Copy out every one of the entries below word for word, keeping each line in its original order.

* * * * * * * * *

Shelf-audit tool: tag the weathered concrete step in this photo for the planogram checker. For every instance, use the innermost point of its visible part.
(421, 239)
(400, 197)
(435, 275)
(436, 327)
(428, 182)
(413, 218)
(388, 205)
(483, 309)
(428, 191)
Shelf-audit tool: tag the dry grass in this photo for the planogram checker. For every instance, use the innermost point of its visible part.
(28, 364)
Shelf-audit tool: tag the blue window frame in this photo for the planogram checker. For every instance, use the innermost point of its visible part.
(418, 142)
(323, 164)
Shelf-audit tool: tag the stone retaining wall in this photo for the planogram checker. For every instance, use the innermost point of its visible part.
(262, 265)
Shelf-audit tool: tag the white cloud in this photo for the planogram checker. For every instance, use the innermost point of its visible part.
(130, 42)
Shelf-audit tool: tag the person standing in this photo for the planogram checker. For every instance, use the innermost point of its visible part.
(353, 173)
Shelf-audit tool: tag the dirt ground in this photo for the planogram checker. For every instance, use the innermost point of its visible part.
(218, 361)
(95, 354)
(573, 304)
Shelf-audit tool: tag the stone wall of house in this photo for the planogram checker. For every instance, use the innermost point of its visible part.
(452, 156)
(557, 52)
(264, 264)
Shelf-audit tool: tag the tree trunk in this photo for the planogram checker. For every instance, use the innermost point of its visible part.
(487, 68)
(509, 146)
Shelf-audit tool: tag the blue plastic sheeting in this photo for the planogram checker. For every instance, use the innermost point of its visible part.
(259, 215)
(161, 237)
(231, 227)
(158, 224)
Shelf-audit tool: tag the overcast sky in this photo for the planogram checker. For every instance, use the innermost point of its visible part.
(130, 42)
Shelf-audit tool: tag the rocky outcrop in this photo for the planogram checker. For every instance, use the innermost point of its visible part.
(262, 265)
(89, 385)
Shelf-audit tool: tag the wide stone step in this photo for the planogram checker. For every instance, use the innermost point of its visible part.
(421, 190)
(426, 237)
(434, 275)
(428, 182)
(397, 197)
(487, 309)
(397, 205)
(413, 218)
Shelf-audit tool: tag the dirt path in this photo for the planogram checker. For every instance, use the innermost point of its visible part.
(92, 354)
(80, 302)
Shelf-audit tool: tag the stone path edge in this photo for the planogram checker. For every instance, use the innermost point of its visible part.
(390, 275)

* * * * * * * * *

RESPONSE TO THIS TASK:
Shelf-audit tool: tag the weathered concrete step in this photo for the planogram checker. For every instance, use the innermost point of its visible part.
(421, 239)
(400, 197)
(435, 275)
(436, 327)
(428, 182)
(413, 218)
(388, 205)
(483, 309)
(428, 191)
Shelf-audit tool: tag the dry grass in this photo for the planogram checker. For every instance, use the innermost point of its visible part.
(28, 364)
Shelf-audit tool: tag the blue window frame in this photo for the planogram checker. For every instance, use the innermost point of its visible part.
(418, 142)
(323, 164)
Shelf-audit tool: tag the stone retaining wall in this photo for the planogram checker. For every instance, use the innermost point of its visible part.
(262, 265)
Shelf-audit tool: tag the white cloud in this photo for the planogram checker. For every instance, use the innermost point of its visible part.
(130, 42)
Shelf-audit tool: tag the person standing in this photo for the planogram checker. For every instance, use the innermost point of its visible part.
(353, 173)
Shelf-audit tool: tag the dirt ground in this photo for the planogram checker. For every instance, use the innermost point of its visible part.
(218, 361)
(95, 354)
(573, 304)
Shelf-audit tool: tag the stone wall of house in this photo for the planogram checker. For every instance, use the innermost point of its visible part.
(452, 156)
(557, 52)
(264, 264)
Shelf-audit tool: tag the tree trunk in this photo for the planogram checker. For every instance, use the innermost point of its visible part.
(487, 68)
(509, 146)
Shelf-audit tool: tag the blue plastic sheeting in this photo for the planogram checker. For every instance, use the innermost point of its visible part.
(259, 215)
(161, 237)
(231, 227)
(158, 224)
Shelf-audit tool: tag the overcast sky in this photo for the planogram checker. For every instance, use the innermost point of its visible part.
(130, 42)
Shelf-audit tool: tag the rocky outcrop in this photo for the planogram checker. For every instance, use the innermost point of its visible part.
(262, 265)
(89, 385)
Shelf-audit tool: tag the wide stone step in this photo for the planogram checker. For every instance, use the innermost point of its visible part.
(421, 190)
(426, 237)
(434, 275)
(428, 182)
(397, 197)
(487, 309)
(397, 205)
(413, 218)
Shelf-audit tool: tag the dirt path in this photo for the planogram checker. For every instance, use the innermost point of its visible part.
(92, 354)
(80, 302)
Shelf-audit tool: tag the stone path edge in this photo for the planogram checker. For every instance, use the innermost point of its visible part.
(390, 275)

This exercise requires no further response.